BEGIN

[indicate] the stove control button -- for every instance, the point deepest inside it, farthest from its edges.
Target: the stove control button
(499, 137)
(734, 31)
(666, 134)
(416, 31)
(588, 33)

END

The records above must be set down again exactly as written.

### SOLUTION TO THE EXERCISE
[indicate] the stove control button -- for every instance, the point deepest inside it, farthest from its edges.
Target: the stove control button
(499, 137)
(734, 31)
(666, 134)
(416, 31)
(588, 33)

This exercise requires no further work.